**Document text:**
—————
Prohibition and the direct election of Senators both became law with Bryan’s support. In my own opinion, both were well-intentioned mistakes. It is to our nation’s detriment that only one has since been corrected.

The anti-business reputation which Bryan carried with him throughout his career was a result of (1) his incendiary rhetoric against the (genuinely corrupt) “money power” and (2) his support for anti-trust laws, federal infrastructure subsidies, and tougher safety regulations on banks, railroads, meatpacking plants, etc. His rejection of laissez faire economics has led, in some circles, to his being tarred as a progenitor of today’s socialistic Left.

What the people who make those accusations forget is that Bryan’s economic policies, while anathema to certain strains of contemporary Right-wing thought, were squarely within the constitutional framework of America’s Founders, who wanted their new government to be strong enough to regulate interstate commerce and fund public works when Congress decided that doing so was in the national interest.
—————
**Data provided:**
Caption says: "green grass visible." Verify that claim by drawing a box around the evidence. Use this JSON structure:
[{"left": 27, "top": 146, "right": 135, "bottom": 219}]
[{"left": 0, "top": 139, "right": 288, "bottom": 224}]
—————
**To do:**
Please resume the passage on Bryan's politics and economic views, which appears above the data, starting right after its last sentence.

**Result of this task:**
Being a populist, Bryan was uninterested in creating the armies of expert officials which later iterations of progressivism, such as the New Deal, relied on to administer their programs. Had the rising tide of American liberalism found expression with Bryan and his followers instead, voters and their elected representatives would likely have retained more influence in government.

The final act of Bryan’s public life, his prosecution of the Scopes Monkey Trial, elicits mixed feelings. On the matter of science, John Scopes was right and William Jennings Bryan was wrong. But the trial also involved larger matters of power and principle, because by flouting an act of the Tennessee Legislature that required teachers in public schools to remain silent about the theory of evolution, Mr. Scopes was asserting a power of the intelligentsia to steer public policy without having to build consensus among the common people and their elected representatives. Bryan was justified in opposing this.
 
And though he was far from infallible, William Jennings Bryan deserves to be remembered as a man who stood forth at a crucial time in American history to defend sensible monetary policy, freedom from needless wars, and representative government, both for his own nation and for all mankind.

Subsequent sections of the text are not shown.